GEP 4 — A DAG—based Computational Backend#

Author	Max Blesch, Janos Gabler, Hans-Martin von Gaudecker, Tobias Raabe, Christian Zimpelmann
Status	Provisional
Type	Standards Track
Created	2022-03-28
Updated	2026-05-23
Resolution	Accepted

Abstract#

This GEP explains the directed acyclic graph (DAG)-based computational backend for GETTSIM.

The graph operates on columns of data. Stringified function names and their inputs correspond to columns in the data, i.e., nodes in the graph.

Unless functions perform aggregations, they are written in terms of scalars and vectorized during DAG setup.

Motivation#

The implementation choice to use a DAG to represent the taxes and transfers system is motivated by two main reasons.

The taxes and transfers system is constantly evolving in many dimensions, flexibility is thus needed internally. Additionally, it is not enough to represent the state of the system at any given point in time, but users need to be able to introduce their own changes. Being able to change or replace any part of the taxes and transfers system is crucial. Put differently, there is no meaningful distinction between parts of the system only ever touched by developers and parts that are modifiable by users. A DAG implementation allows to eliminate this usual boundary for almost all use cases.

The DAG allows a user to limit computations to generate a set of target variables, which she is ultimately interested in. Doing so allows cutting down on the number of input variables, it prevents unnecessary calculations, and it increases computation speed.

In addition to these requirements, we are using a hierarchical structure of functions to allow for a clear separation of concerns.

Basic idea#

Based on the two requirements above we split the taxes and transfers system into a set of small functions. Each function calculates one clearly defined variable (identical to the function’s stringified name) and returns a 1d-array.

Note

The function code itself will typically work on scalars and is vectorized by GETTSIM; this is irrelevant for the DAG.

Function arguments can be of three kinds:

User-provided input variables (e.g., (einkommensteuer, einkünfte, aus_nichtselbstständiger_arbeit, bruttolohn_m)).
Outputs of other functions in the taxes and transfers system (e.g., (einkommensteuer, betrag_y_sn)).

------------------------------------

_TASK REQUIREMENTS_.
Please reproduce the passage of the DAG backend text between "Based on the" and "for the DAG.", inclusive, word for word.

_DATA EXCERPT_.

------------------------------------

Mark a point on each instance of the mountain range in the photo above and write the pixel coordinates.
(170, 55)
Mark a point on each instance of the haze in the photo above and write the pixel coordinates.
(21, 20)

------------------------------------

_SOLUTION TO THIS PROBLEM_.
Based on the two requirements above we split the taxes and transfers system into a set of small functions. Each function calculates one clearly defined variable (identical to the function’s stringified name) and returns a 1d-array.

Note

The function code itself will typically work on scalars and is vectorized by GETTSIM; this is irrelevant for the DAG.